- [Work to do] Pull out each line of the rows that contains the string "mask" and list those lines.

[Spatial annotation records]

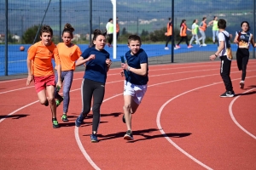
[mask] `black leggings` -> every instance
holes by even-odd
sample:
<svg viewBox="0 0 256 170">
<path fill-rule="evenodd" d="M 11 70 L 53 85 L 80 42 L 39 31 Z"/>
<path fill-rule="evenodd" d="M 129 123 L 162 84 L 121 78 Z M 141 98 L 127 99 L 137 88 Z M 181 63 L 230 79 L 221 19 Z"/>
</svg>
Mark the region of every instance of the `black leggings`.
<svg viewBox="0 0 256 170">
<path fill-rule="evenodd" d="M 183 41 L 183 39 L 185 39 L 187 45 L 189 46 L 189 42 L 188 42 L 188 37 L 184 36 L 184 37 L 181 37 L 181 39 L 179 40 L 179 42 L 177 45 L 179 45 L 180 42 L 182 42 Z"/>
<path fill-rule="evenodd" d="M 241 70 L 241 80 L 244 81 L 247 76 L 247 66 L 249 60 L 248 48 L 237 48 L 236 51 L 236 63 L 238 70 Z"/>
<path fill-rule="evenodd" d="M 225 85 L 226 91 L 233 92 L 232 82 L 230 79 L 231 60 L 228 60 L 227 56 L 220 57 L 220 76 Z"/>
<path fill-rule="evenodd" d="M 100 109 L 105 94 L 105 84 L 97 82 L 89 79 L 84 79 L 81 86 L 82 94 L 82 114 L 86 116 L 90 110 L 91 99 L 93 98 L 92 105 L 92 132 L 97 132 L 100 123 Z"/>
</svg>

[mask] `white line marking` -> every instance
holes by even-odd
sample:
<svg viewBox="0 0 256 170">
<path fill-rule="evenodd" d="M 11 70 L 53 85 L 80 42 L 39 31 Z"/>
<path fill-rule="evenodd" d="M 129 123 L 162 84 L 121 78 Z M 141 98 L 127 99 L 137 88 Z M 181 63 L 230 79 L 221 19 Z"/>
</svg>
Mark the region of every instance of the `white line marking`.
<svg viewBox="0 0 256 170">
<path fill-rule="evenodd" d="M 156 83 L 156 84 L 152 84 L 152 85 L 149 85 L 148 87 L 153 87 L 153 86 L 156 86 L 156 85 L 160 85 L 160 84 L 165 84 L 165 83 L 169 83 L 169 82 L 178 82 L 178 81 L 183 81 L 183 80 L 189 80 L 189 79 L 193 79 L 193 78 L 200 78 L 200 77 L 205 77 L 205 76 L 215 76 L 215 75 L 218 75 L 218 74 L 212 74 L 212 75 L 206 75 L 206 76 L 194 76 L 194 77 L 189 77 L 189 78 L 183 78 L 183 79 L 179 79 L 179 80 L 173 80 L 173 81 L 170 81 L 170 82 L 161 82 L 161 83 Z M 249 78 L 250 76 L 248 76 L 247 78 Z M 252 76 L 251 76 L 252 77 Z M 238 80 L 238 79 L 237 79 Z M 240 80 L 240 79 L 239 79 Z M 122 81 L 124 81 L 124 80 L 122 80 Z M 116 82 L 121 82 L 121 81 L 116 81 Z M 218 82 L 218 83 L 221 83 L 221 82 Z M 112 82 L 107 82 L 107 84 L 108 83 L 112 83 Z M 214 83 L 214 84 L 217 84 L 217 83 Z M 214 85 L 214 84 L 212 84 L 212 85 Z M 73 90 L 71 90 L 70 92 L 73 92 L 73 91 L 77 91 L 77 90 L 79 90 L 80 88 L 77 88 L 77 89 L 73 89 Z M 119 96 L 119 95 L 122 95 L 123 94 L 123 93 L 122 94 L 116 94 L 116 95 L 114 95 L 114 96 L 112 96 L 112 97 L 110 97 L 110 98 L 108 98 L 108 99 L 106 99 L 103 102 L 105 102 L 105 101 L 107 101 L 107 100 L 109 100 L 109 99 L 113 99 L 113 98 L 115 98 L 115 97 L 117 97 L 117 96 Z M 15 114 L 15 112 L 17 112 L 17 111 L 19 111 L 19 110 L 22 110 L 22 109 L 24 109 L 24 108 L 26 108 L 26 107 L 27 107 L 27 106 L 29 106 L 29 105 L 33 105 L 33 104 L 35 104 L 35 103 L 37 103 L 37 102 L 38 102 L 38 101 L 34 101 L 34 102 L 32 102 L 32 103 L 31 103 L 31 104 L 28 104 L 28 105 L 25 105 L 25 106 L 23 106 L 23 107 L 20 107 L 20 108 L 19 108 L 19 109 L 17 109 L 17 110 L 15 110 L 15 111 L 13 111 L 13 112 L 11 112 L 11 113 L 9 113 L 9 114 L 8 114 L 8 116 L 5 116 L 4 118 L 2 118 L 1 120 L 0 120 L 0 122 L 2 122 L 6 117 L 8 117 L 9 116 L 11 116 L 11 115 L 13 115 L 13 114 Z M 160 131 L 161 132 L 161 131 Z M 161 132 L 162 133 L 162 132 Z M 75 136 L 76 135 L 79 135 L 79 131 L 77 130 L 75 130 Z M 168 140 L 168 139 L 167 139 Z M 171 140 L 171 139 L 170 139 Z M 80 139 L 79 139 L 79 138 L 76 138 L 76 141 L 77 141 L 77 144 L 79 144 L 79 143 L 81 144 L 81 141 L 80 141 Z M 172 143 L 171 143 L 172 144 Z M 175 144 L 175 143 L 174 143 Z M 81 150 L 81 149 L 80 149 L 80 146 L 82 146 L 82 150 Z M 79 149 L 80 149 L 80 150 L 81 150 L 81 152 L 82 152 L 82 154 L 84 156 L 84 157 L 86 158 L 86 160 L 89 162 L 89 163 L 94 167 L 94 166 L 96 166 L 96 167 L 97 167 L 97 168 L 99 168 L 95 163 L 94 163 L 94 162 L 91 160 L 91 158 L 90 157 L 90 156 L 87 154 L 87 152 L 85 151 L 85 150 L 84 150 L 84 146 L 83 145 L 80 145 L 79 146 Z M 84 151 L 83 151 L 83 150 L 84 150 Z M 192 156 L 193 157 L 193 156 Z M 95 168 L 96 168 L 95 167 Z"/>
<path fill-rule="evenodd" d="M 245 94 L 245 93 L 247 93 L 247 92 L 250 92 L 252 90 L 254 90 L 256 88 L 252 88 L 252 89 L 249 89 L 242 94 Z M 256 136 L 254 136 L 253 134 L 252 134 L 251 133 L 249 133 L 247 130 L 246 130 L 242 126 L 241 126 L 239 124 L 239 122 L 237 122 L 237 121 L 236 120 L 235 116 L 234 116 L 234 114 L 233 114 L 233 111 L 232 111 L 232 106 L 233 106 L 233 104 L 234 102 L 239 98 L 240 96 L 236 96 L 230 104 L 230 106 L 229 106 L 229 111 L 230 111 L 230 115 L 233 120 L 233 122 L 235 122 L 235 124 L 239 127 L 239 128 L 241 128 L 243 132 L 245 132 L 246 133 L 247 133 L 249 136 L 253 137 L 254 139 L 256 139 Z"/>
<path fill-rule="evenodd" d="M 247 78 L 251 78 L 251 77 L 254 77 L 256 76 L 248 76 Z M 236 79 L 232 79 L 233 81 L 234 80 L 240 80 L 240 78 L 236 78 Z M 208 85 L 206 85 L 206 86 L 201 86 L 201 87 L 199 87 L 199 88 L 194 88 L 194 89 L 191 89 L 191 90 L 189 90 L 189 91 L 186 91 L 183 94 L 180 94 L 178 95 L 176 95 L 175 97 L 172 98 L 171 99 L 167 100 L 161 107 L 160 109 L 159 110 L 158 113 L 157 113 L 157 116 L 156 116 L 156 124 L 157 124 L 157 127 L 160 130 L 160 132 L 164 135 L 164 137 L 166 138 L 166 139 L 171 143 L 174 147 L 176 147 L 179 151 L 181 151 L 183 154 L 184 154 L 185 156 L 187 156 L 188 157 L 189 157 L 190 159 L 192 159 L 194 162 L 195 162 L 196 163 L 198 163 L 199 165 L 202 166 L 203 167 L 207 168 L 207 169 L 209 169 L 209 170 L 212 170 L 212 168 L 209 167 L 208 166 L 207 166 L 206 164 L 202 163 L 201 162 L 198 161 L 196 158 L 195 158 L 193 156 L 189 155 L 188 152 L 186 152 L 184 150 L 183 150 L 181 147 L 179 147 L 175 142 L 173 142 L 167 135 L 166 133 L 165 133 L 165 131 L 163 130 L 161 125 L 160 125 L 160 116 L 161 116 L 161 113 L 162 113 L 162 110 L 163 109 L 165 108 L 165 106 L 170 103 L 172 100 L 185 94 L 188 94 L 189 92 L 192 92 L 192 91 L 195 91 L 195 90 L 197 90 L 197 89 L 200 89 L 200 88 L 207 88 L 207 87 L 209 87 L 209 86 L 212 86 L 212 85 L 216 85 L 216 84 L 219 84 L 219 83 L 223 83 L 223 82 L 215 82 L 215 83 L 212 83 L 212 84 L 208 84 Z"/>
<path fill-rule="evenodd" d="M 255 65 L 256 66 L 256 65 Z M 173 74 L 183 74 L 183 73 L 188 73 L 188 72 L 198 72 L 198 71 L 214 71 L 214 70 L 219 70 L 219 69 L 207 69 L 207 70 L 200 70 L 200 71 L 182 71 L 182 72 L 172 72 L 172 73 L 166 73 L 166 74 L 160 74 L 160 75 L 152 75 L 152 76 L 149 76 L 149 77 L 153 77 L 153 76 L 166 76 L 166 75 L 173 75 Z M 251 71 L 247 71 L 247 72 L 249 71 L 256 71 L 256 70 L 251 70 Z M 237 72 L 240 72 L 240 71 L 233 71 L 232 73 L 237 73 Z M 117 74 L 117 75 L 119 75 L 119 74 Z M 208 76 L 208 75 L 207 75 Z M 75 80 L 81 80 L 83 78 L 74 78 L 73 79 L 73 81 Z M 119 80 L 119 81 L 115 81 L 115 82 L 108 82 L 108 83 L 114 83 L 114 82 L 123 82 L 124 80 Z M 34 86 L 30 86 L 28 88 L 32 88 Z M 6 94 L 6 93 L 10 93 L 10 92 L 15 92 L 15 91 L 17 91 L 17 90 L 22 90 L 22 89 L 25 89 L 25 88 L 16 88 L 15 90 L 9 90 L 9 91 L 4 91 L 4 92 L 1 92 L 1 94 Z"/>
<path fill-rule="evenodd" d="M 91 165 L 91 167 L 93 167 L 93 168 L 95 168 L 96 170 L 100 170 L 100 167 L 98 167 L 98 166 L 96 166 L 96 164 L 95 164 L 95 162 L 90 157 L 89 154 L 84 150 L 84 148 L 83 146 L 83 144 L 82 144 L 82 142 L 80 140 L 80 138 L 79 138 L 79 128 L 76 127 L 76 126 L 75 126 L 75 128 L 74 128 L 74 133 L 75 133 L 75 139 L 76 139 L 77 144 L 78 144 L 82 154 L 84 156 L 85 159 Z"/>
</svg>

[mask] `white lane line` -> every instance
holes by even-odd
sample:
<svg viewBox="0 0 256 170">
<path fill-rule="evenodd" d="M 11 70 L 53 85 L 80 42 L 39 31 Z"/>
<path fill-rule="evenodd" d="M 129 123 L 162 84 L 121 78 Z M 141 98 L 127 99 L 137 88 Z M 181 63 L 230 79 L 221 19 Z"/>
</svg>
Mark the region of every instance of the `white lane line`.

- [The output]
[mask] `black leggings` -> every instance
[mask] `white line marking` -> every instance
[mask] `white lane line` -> every instance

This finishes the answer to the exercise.